## Problem description
Output the material beneath exactly, leaving nothing out.

## Dataset extract
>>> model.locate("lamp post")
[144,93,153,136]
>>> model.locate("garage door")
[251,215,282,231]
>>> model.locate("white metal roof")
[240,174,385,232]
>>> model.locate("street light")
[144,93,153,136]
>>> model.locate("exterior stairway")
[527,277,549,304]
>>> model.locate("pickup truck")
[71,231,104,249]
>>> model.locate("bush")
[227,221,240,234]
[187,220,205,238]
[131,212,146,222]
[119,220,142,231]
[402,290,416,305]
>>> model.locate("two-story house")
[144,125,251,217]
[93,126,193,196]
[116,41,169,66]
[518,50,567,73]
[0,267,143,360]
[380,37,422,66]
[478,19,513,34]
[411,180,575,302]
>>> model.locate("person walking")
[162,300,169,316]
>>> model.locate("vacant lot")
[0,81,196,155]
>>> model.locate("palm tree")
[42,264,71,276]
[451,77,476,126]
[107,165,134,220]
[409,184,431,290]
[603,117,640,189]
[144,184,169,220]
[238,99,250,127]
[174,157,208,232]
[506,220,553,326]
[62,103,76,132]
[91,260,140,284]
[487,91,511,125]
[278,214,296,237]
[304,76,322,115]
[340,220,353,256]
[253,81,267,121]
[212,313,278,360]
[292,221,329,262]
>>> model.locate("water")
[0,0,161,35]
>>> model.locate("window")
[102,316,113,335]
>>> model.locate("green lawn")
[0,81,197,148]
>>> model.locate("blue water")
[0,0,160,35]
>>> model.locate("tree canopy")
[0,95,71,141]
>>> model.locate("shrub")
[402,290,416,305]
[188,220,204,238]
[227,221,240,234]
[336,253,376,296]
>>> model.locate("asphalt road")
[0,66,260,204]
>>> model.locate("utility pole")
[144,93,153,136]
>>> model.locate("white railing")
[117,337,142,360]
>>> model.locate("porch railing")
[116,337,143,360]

## Answer to this task
>>> model.locate("lamp post")
[144,93,153,136]
>>> model.locate("garage door")
[251,215,282,231]
>>> model.locate("white metal roof")
[240,174,385,232]
>>> model.locate("street light")
[144,93,153,136]
>>> model.locate("exterior stairway")
[527,277,549,304]
>>> model.locate("pickup truck")
[71,231,104,249]
>>> model.locate("bush")
[227,221,240,234]
[187,220,205,238]
[131,212,146,222]
[119,220,142,231]
[402,290,416,305]
>>> model.locate("two-story house")
[144,125,251,217]
[93,126,193,196]
[116,41,169,66]
[518,50,567,73]
[0,267,143,360]
[380,37,422,66]
[478,19,513,34]
[411,180,575,302]
>>> model.locate("person walking")
[162,300,169,316]
>>> model.locate("vacant lot")
[0,81,196,155]
>>> model.locate("palm tree")
[42,264,71,276]
[451,77,476,126]
[107,165,134,220]
[409,184,431,290]
[603,117,640,189]
[144,184,169,220]
[238,99,250,127]
[174,157,208,232]
[506,220,553,326]
[62,103,76,132]
[91,260,140,284]
[487,91,511,125]
[278,214,296,237]
[304,76,322,115]
[340,220,353,256]
[253,81,267,121]
[212,313,278,360]
[292,221,329,262]
>>> model.locate("water")
[0,0,161,35]
>>> model.locate("window")
[102,316,113,335]
>>> model.locate("green lawn")
[0,81,197,148]
>>> model.locate("blue water")
[0,0,160,35]
>>> model.locate("tree canopy")
[0,95,71,141]
>>> model.locate("shrub")
[402,290,416,305]
[188,220,204,238]
[227,221,240,234]
[336,253,376,296]
>>> model.locate("asphalt road")
[0,66,260,204]
>>> model.locate("utility pole")
[144,93,153,136]
>>> model.locate("white railing")
[117,337,142,360]
>>> model.locate("porch railing")
[116,337,143,360]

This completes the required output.